** What needs to be done **
With both ends included, repeat exactly the lines of the entries below from the one containing "[pin] girl's ponytail" down to the one containing "[pin] adult's hand", and no others.

----- Record set

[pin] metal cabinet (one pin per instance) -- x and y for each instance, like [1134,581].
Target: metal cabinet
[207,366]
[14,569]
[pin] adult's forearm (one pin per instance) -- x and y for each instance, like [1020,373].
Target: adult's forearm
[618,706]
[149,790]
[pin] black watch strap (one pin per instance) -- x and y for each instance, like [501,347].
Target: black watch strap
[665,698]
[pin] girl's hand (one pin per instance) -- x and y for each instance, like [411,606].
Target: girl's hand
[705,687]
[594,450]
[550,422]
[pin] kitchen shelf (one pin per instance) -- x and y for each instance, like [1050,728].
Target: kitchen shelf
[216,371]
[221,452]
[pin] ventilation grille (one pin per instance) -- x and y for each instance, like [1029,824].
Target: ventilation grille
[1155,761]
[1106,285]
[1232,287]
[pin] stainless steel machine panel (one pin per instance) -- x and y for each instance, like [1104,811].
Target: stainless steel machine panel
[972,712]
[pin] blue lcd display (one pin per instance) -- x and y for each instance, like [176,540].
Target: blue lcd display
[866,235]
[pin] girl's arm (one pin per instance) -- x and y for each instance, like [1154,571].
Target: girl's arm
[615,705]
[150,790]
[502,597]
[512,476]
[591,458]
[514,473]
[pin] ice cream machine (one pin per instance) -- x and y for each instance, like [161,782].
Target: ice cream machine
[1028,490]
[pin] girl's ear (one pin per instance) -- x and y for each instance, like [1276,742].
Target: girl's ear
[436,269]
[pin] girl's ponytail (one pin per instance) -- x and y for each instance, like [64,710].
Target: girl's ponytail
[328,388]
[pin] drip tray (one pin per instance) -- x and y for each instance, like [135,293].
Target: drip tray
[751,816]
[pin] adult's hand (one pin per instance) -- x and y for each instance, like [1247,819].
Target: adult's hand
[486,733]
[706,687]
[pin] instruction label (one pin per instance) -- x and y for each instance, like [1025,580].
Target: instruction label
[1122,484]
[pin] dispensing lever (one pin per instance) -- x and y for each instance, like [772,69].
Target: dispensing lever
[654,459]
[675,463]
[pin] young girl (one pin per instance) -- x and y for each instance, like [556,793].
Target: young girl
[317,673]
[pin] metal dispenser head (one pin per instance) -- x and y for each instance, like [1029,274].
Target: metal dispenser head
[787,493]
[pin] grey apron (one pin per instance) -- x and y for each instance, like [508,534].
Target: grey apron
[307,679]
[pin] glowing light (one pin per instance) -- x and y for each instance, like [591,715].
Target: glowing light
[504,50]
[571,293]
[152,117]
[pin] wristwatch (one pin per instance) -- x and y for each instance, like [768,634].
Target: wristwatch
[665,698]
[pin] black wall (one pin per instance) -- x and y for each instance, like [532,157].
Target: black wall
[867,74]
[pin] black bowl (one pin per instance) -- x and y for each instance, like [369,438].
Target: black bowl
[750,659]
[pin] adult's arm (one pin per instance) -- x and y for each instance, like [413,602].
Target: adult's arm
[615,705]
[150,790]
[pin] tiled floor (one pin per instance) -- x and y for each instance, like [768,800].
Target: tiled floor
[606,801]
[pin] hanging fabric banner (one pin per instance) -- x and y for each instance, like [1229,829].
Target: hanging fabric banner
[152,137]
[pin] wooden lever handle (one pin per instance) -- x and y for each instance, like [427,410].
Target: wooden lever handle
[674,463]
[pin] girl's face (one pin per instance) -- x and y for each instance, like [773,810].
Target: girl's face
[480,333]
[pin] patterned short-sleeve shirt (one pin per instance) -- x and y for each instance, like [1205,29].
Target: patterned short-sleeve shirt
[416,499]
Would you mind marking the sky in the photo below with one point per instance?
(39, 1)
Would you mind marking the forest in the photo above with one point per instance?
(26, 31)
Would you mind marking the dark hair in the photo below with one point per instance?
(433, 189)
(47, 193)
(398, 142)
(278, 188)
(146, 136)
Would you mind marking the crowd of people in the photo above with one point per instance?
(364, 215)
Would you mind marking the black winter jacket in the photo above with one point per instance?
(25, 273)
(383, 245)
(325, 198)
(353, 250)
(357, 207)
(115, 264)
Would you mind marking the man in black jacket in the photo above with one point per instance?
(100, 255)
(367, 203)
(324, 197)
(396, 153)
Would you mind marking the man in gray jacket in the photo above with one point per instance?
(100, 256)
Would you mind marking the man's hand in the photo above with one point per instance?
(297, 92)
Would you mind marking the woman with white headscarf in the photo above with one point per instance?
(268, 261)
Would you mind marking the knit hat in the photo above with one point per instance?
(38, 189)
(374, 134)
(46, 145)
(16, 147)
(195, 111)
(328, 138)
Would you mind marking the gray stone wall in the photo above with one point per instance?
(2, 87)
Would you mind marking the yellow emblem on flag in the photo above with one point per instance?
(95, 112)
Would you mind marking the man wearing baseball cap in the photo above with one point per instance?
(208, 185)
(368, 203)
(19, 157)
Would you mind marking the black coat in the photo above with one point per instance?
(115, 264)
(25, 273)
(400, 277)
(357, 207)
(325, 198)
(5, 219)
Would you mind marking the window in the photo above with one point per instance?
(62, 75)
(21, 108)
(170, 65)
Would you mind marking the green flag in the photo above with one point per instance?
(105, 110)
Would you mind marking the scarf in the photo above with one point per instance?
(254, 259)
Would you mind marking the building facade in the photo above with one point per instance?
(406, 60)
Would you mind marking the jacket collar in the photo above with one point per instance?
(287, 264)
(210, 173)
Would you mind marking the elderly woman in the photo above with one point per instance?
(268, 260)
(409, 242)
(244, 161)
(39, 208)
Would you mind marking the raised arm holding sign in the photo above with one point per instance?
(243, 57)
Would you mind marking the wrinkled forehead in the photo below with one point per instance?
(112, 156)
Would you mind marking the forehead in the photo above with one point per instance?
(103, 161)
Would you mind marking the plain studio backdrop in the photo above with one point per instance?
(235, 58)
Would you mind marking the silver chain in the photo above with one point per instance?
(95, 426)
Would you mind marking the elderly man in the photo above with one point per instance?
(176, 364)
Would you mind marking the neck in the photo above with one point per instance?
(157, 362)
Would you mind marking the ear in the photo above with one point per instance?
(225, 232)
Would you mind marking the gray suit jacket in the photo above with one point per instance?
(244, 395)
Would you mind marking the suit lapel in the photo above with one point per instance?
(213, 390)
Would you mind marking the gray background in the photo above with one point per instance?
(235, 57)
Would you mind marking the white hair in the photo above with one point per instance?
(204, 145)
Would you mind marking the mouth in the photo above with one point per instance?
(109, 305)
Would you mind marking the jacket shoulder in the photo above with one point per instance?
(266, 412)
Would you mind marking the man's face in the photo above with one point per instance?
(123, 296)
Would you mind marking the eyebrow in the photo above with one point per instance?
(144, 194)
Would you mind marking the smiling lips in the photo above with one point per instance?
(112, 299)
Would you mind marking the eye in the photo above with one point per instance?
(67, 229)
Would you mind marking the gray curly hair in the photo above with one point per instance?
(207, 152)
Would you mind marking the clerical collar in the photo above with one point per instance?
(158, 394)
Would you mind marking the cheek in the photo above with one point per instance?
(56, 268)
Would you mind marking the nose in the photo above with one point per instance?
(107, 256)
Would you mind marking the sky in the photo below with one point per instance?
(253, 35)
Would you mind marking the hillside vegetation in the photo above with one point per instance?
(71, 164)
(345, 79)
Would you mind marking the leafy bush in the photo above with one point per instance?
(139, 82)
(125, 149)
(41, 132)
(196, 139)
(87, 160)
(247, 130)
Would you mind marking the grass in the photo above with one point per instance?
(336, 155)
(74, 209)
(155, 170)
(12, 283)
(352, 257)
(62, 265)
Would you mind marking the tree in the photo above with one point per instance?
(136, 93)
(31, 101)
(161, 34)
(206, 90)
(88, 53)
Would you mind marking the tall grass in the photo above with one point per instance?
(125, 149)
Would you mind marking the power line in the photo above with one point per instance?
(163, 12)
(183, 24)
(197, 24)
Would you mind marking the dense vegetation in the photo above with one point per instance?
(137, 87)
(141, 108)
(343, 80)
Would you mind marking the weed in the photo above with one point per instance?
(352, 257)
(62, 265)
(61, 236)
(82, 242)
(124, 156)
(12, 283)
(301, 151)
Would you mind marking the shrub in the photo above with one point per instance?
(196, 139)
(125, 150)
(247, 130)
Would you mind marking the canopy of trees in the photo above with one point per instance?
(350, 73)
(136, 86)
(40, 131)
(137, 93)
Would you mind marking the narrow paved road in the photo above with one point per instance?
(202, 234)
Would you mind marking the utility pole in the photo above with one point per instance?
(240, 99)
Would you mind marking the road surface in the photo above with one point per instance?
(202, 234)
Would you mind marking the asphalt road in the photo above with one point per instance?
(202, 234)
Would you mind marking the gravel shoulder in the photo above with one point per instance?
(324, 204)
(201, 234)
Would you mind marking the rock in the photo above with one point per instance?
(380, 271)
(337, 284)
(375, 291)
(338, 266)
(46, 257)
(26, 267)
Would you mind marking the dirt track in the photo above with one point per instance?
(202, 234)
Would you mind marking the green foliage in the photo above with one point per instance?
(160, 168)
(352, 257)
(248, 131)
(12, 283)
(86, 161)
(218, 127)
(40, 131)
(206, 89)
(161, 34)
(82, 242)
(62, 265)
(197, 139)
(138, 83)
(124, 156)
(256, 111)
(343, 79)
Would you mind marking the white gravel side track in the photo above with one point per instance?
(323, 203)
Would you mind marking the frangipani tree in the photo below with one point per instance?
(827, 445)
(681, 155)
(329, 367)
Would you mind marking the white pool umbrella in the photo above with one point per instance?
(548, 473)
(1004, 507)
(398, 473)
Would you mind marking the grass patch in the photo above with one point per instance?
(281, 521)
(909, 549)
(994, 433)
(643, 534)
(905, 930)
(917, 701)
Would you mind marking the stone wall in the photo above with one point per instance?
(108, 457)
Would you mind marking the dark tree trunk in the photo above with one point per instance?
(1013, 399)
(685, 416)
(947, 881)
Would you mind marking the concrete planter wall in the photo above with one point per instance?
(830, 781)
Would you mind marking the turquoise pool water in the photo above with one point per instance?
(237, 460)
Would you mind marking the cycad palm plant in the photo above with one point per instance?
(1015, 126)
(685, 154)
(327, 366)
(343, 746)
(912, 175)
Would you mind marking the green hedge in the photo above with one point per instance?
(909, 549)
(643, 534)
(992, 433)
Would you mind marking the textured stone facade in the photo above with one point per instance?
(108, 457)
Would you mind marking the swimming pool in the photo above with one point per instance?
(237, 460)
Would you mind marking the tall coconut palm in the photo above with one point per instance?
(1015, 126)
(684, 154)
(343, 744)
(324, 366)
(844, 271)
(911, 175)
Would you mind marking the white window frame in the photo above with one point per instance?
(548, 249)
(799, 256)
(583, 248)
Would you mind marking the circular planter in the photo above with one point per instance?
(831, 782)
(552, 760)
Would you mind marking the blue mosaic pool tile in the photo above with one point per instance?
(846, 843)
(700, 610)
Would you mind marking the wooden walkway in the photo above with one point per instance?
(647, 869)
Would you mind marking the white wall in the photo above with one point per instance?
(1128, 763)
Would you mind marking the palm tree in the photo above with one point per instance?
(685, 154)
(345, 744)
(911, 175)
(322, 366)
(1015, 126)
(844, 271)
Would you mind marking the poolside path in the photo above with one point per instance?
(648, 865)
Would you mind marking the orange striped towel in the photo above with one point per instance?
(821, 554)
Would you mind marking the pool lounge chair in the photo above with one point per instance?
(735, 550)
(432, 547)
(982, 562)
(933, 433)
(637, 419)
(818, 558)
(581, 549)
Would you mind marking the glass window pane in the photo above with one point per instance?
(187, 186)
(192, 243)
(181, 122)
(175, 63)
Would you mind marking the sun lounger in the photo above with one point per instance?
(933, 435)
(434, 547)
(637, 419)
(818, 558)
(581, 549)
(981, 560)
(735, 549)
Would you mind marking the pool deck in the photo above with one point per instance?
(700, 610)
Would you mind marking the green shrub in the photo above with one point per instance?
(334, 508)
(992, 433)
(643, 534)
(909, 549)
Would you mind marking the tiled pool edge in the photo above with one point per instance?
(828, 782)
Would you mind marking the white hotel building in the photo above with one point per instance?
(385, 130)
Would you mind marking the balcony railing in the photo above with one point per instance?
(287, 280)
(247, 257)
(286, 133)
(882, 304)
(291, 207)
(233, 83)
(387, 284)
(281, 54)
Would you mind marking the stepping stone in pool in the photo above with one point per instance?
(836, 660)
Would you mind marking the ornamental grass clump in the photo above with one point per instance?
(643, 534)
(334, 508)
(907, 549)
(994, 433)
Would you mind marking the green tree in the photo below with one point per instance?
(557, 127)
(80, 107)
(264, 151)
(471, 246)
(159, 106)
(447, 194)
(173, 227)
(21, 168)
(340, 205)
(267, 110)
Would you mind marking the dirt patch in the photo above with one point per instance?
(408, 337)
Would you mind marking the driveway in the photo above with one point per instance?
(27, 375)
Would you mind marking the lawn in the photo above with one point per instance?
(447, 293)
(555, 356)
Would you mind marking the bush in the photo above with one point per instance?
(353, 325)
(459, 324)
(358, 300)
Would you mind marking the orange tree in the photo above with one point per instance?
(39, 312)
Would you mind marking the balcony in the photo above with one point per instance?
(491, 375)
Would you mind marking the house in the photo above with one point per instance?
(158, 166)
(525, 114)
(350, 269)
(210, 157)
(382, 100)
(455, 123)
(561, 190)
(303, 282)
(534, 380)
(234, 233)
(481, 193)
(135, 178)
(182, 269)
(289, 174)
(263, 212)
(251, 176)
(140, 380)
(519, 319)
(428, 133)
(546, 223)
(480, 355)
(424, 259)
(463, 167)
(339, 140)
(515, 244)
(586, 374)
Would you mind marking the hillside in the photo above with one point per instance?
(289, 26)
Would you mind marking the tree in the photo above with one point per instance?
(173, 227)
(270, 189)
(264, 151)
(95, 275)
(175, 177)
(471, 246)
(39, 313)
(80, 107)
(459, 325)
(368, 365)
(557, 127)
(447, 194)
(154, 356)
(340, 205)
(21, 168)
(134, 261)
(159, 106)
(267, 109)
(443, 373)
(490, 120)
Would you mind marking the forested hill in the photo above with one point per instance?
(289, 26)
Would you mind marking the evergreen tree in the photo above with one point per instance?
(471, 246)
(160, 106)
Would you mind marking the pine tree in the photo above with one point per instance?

----------

** Answer box **
[pin] girl's ponytail (one pin per instance) -- x and y for each instance, like [64,710].
Target: girl's ponytail
[328,388]
[pin] drip tray (one pin per instance) -- x and y for each instance, like [135,293].
Target: drip tray
[751,816]
[pin] adult's hand (one pin per instance) -- x and y for each instance, like [1247,819].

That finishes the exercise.